Avocados can self pollinate. Avocados can also be the primary ingredient for guacamole. We can’t do either of those things.
If humans were avocados, then of course we’d be able to flower as male one day and as female the next. We would also be poisonous to some birds. And 30 per cent of us would come from Mexico.
Some scientists - by which I mean all scientists other than those responsible for the Popular Science article - say humans and avocados are different.
If true, this would mean that avocado sexuality, while interesting, should not be used as a guide for human sexuality.
Don’t misunderstand me. I’m not saying the popular fruit is completely irrelevant to the trans debate. Smashed avocado on toast makes a great snack whilst discussing gender and sex.
Popular Science magazine? More like pseudo-science, with a side of avocado.
THE FBI told Facebook and Twitter executives that they were worried about Russian interference in the 2020 election.
They said they believed there was about to be “some sort of dump” of Russian propaganda. They asked Big Tech to be “vigilant” and “on high alert”.
The FBI did not mention anything specific. But we know they were aware of the Hunter Biden laptop in 2019. We also know that the FBI would have been aware that the Hunter Biden laptop was real.
How fascinating then, that when the New York Post published the Hunter Biden laptop story, Big Tech immediately recognised that it was probably the Russian propaganda dump the FBI had warned them about.
What were the odds?
The laptop story was not propaganda or misinformation. It was legitimate. The laptop contained documents showing that Hunter Biden’s had been trading on the family name while his father was US Vice President to make millions of dollars from foreign countries including China and the Ukraine.
Information on the laptop also gave reason for suspicion that Joe Biden himself might have been in on the dodgy business dealings.
Twitter, having been warned of a Russian dump by the FBI, banned the story from being shared so that users could never see it on their platform.
Facebook adjusted their algorithms so that a significant number of users could never see it.
And so most Americans voted at the US election having been denied vital information about the Democrat candidate; information that around 20 per cent of Biden voters said would have changed their vote had they known about it.
If you’re not prepared to call that election interference - by the FBI and by Big Tech - then what on earth would you call it?
A PODCASTING convention aimed at promoting “diverse speakers, education and networking” has issued a grovelling apology for allowing Ben Shapiro being on site.

○ ○ ○ ○

Exercise set:
**1.** Answer these questions using the column:
(a) If humans were avocados, what share of us would come from Mexico?
(b) Which newspaper published the Hunter Biden laptop story?
(c) What share of Biden voters said the laptop information would have changed their vote?
**2.** List every person the column mentions by name.
**3.** Reproduce the column word for word, from "Avocados can self" to "come from Mexico.".

○ ○ ○ ○

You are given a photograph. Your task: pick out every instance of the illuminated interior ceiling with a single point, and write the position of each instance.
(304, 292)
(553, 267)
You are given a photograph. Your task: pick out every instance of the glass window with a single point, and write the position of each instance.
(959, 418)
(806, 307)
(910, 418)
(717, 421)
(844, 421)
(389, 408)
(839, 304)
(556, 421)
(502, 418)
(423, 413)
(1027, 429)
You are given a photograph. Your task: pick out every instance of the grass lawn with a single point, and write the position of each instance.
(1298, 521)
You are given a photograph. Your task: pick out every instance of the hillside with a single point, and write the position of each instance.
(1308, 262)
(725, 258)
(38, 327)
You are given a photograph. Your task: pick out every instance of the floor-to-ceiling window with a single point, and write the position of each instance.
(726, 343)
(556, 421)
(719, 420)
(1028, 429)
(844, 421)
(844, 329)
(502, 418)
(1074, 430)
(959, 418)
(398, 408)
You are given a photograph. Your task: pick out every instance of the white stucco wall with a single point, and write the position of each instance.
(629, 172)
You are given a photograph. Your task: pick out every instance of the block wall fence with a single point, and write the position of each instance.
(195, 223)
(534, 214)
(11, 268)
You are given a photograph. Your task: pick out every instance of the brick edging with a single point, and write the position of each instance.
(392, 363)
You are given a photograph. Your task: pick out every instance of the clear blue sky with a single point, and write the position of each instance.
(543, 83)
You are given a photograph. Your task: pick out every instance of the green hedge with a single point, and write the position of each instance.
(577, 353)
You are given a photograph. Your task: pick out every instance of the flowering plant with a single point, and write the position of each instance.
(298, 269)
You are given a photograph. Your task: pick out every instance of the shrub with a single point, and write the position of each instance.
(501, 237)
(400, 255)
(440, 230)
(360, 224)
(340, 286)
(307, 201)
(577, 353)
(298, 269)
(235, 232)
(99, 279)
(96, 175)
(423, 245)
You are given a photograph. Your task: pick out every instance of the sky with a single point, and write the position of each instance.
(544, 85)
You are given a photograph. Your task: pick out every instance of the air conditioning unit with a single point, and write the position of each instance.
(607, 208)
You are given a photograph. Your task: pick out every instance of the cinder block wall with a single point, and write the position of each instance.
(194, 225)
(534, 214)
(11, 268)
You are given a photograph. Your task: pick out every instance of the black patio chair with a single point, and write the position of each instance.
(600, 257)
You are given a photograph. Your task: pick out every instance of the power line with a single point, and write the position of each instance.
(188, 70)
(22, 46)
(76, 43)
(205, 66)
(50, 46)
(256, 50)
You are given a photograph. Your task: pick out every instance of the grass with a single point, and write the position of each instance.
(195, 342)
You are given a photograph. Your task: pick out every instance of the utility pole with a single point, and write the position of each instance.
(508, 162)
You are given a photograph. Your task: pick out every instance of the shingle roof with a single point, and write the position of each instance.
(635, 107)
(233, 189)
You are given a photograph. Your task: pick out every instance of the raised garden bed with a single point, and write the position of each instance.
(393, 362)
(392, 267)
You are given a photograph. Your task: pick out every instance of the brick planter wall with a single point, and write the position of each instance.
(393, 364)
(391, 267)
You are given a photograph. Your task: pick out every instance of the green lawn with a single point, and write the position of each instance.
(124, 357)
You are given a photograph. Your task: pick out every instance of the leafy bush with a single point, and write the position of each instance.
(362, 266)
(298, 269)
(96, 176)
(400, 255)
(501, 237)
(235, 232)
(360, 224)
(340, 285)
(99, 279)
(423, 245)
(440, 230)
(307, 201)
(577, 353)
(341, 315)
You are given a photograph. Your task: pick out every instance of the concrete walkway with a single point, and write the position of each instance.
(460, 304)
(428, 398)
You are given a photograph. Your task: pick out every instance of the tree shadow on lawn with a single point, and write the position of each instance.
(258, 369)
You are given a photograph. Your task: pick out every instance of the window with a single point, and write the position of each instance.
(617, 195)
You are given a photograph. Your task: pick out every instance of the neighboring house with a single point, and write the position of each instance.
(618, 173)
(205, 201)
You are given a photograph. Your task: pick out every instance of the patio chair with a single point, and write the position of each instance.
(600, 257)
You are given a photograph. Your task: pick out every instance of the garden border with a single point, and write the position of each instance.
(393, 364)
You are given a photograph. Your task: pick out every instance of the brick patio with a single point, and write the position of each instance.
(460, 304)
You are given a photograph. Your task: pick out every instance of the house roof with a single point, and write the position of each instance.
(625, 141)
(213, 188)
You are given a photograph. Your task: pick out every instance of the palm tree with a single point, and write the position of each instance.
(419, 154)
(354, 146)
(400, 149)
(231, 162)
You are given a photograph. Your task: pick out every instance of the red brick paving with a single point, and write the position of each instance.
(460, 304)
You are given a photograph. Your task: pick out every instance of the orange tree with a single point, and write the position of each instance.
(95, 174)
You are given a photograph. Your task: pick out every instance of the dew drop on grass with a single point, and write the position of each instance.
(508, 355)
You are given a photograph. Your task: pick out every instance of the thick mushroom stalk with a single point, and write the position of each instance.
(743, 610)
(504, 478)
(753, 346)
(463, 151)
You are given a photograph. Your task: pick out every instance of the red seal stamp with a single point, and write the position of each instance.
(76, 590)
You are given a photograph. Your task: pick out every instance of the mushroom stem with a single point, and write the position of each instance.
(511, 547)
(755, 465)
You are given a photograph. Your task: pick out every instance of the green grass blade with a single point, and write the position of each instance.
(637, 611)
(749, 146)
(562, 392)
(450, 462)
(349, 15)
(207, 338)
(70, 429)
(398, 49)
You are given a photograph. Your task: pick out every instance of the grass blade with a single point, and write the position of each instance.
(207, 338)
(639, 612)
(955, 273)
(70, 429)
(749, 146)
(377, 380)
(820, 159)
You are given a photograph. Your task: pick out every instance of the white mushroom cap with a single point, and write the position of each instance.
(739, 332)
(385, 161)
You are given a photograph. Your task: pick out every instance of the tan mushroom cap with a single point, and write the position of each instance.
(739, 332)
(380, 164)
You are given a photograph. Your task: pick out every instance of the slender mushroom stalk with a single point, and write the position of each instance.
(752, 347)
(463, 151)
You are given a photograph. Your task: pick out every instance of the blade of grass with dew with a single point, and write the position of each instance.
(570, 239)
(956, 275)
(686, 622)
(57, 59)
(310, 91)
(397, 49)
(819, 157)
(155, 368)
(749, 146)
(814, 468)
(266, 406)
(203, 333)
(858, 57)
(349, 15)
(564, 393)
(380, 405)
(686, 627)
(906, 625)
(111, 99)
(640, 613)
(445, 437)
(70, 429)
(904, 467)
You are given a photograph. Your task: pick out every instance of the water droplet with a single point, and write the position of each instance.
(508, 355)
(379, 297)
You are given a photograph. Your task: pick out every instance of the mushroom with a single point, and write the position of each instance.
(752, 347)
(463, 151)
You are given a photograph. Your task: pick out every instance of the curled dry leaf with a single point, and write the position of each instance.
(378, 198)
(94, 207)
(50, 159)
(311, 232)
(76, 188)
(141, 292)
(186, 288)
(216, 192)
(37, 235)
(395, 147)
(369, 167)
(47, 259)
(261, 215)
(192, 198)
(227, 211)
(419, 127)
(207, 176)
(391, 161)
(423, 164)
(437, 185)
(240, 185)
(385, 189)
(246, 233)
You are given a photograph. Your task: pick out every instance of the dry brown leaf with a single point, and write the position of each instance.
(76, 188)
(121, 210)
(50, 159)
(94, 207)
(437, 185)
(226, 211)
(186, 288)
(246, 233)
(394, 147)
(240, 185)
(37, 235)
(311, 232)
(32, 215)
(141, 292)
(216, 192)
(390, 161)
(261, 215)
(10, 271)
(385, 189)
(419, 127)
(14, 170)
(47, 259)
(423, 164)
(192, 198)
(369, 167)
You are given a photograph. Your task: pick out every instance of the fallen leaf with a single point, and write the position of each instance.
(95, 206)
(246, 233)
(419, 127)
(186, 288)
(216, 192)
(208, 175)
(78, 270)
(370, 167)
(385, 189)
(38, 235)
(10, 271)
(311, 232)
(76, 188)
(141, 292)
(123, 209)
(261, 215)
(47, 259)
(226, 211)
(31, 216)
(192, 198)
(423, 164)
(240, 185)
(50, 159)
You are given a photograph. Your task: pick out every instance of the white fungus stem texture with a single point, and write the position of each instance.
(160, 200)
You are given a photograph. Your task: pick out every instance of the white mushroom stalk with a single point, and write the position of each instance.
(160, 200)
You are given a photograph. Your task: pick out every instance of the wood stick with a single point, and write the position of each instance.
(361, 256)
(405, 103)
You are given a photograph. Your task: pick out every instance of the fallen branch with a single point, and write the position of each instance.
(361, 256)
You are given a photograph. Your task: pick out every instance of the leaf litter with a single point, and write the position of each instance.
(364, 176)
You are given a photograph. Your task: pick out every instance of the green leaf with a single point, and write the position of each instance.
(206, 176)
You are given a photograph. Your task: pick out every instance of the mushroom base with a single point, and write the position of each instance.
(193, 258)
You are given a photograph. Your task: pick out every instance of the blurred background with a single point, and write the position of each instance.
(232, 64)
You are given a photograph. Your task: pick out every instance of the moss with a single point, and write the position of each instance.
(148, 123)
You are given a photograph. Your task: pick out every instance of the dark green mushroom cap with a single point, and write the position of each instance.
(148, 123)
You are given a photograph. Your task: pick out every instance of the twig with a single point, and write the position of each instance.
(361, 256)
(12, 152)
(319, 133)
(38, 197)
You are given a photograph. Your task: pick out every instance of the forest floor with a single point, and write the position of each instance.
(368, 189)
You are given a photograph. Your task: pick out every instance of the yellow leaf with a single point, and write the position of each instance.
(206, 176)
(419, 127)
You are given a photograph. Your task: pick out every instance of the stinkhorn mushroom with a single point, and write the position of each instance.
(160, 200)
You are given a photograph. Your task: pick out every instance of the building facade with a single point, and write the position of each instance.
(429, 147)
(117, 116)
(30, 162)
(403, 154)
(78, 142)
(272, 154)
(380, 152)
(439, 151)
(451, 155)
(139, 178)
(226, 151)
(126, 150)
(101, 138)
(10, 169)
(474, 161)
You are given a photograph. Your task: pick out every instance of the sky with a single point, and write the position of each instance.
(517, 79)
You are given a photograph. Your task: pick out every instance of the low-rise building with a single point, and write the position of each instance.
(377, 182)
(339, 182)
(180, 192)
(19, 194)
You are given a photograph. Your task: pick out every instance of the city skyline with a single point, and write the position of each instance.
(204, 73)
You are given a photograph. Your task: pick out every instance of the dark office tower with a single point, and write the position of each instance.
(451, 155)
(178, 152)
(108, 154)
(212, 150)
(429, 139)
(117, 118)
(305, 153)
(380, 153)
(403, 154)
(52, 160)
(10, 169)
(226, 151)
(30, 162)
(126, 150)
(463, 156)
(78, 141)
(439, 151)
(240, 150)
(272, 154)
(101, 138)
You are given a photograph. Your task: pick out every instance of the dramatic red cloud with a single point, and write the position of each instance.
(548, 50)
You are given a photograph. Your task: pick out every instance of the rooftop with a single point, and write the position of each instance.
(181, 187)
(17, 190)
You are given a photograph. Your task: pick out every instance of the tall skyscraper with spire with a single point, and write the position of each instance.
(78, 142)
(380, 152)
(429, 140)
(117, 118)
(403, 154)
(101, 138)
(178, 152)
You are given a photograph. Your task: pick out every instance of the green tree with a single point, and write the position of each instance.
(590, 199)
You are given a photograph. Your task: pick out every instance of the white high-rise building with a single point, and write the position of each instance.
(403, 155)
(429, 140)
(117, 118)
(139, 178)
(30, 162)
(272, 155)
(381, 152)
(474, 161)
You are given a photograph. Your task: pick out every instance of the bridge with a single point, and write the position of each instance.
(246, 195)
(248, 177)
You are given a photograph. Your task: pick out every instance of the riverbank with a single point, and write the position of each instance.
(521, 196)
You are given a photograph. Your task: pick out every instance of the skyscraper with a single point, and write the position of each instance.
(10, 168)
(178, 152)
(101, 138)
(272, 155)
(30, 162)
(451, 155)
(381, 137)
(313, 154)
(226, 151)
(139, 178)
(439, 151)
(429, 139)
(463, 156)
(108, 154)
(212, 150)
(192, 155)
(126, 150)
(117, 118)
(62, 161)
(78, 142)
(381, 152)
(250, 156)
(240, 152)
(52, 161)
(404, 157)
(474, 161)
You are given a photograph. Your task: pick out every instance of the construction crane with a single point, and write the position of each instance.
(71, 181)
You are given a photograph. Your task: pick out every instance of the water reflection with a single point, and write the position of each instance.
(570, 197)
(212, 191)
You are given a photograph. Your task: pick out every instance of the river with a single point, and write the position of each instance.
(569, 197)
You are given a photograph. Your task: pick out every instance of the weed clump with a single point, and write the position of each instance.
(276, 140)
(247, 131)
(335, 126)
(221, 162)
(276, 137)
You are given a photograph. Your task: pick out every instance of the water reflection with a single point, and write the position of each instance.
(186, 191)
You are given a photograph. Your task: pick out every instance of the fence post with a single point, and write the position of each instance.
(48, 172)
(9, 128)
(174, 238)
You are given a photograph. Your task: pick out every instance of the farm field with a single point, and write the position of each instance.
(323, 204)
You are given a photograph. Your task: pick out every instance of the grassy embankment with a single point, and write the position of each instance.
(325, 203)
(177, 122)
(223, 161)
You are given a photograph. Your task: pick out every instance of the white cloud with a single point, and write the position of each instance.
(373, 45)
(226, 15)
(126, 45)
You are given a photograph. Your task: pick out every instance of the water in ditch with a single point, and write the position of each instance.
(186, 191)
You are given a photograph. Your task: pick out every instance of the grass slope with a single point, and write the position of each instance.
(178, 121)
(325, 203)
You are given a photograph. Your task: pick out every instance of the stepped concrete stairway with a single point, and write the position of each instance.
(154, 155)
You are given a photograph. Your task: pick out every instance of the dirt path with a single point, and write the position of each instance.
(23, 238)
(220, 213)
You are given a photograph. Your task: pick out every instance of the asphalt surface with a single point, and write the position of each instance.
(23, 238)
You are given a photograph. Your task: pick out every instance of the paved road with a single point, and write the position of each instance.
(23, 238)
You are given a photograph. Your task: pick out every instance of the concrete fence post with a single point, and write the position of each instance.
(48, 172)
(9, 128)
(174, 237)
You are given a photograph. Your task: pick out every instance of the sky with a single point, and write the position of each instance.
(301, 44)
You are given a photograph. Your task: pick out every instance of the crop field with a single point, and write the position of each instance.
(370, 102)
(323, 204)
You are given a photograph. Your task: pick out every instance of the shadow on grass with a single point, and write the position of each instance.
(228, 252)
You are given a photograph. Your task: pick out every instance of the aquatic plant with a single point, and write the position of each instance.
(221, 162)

○ ○ ○ ○

Outputs in order:
**1.**
(a) 30 per cent
(b) The New York Post
(c) Around 20 per cent

**2.** Hunter Biden, Joe Biden, Ben Shapiro

**3.**
Avocados can self pollinate. Avocados can also be the primary ingredient for guacamole. We can’t do either of those things.
If humans were avocados, then of course we’d be able to flower as male one day and as female the next. We would also be poisonous to some birds. And 30 per cent of us would come from Mexico.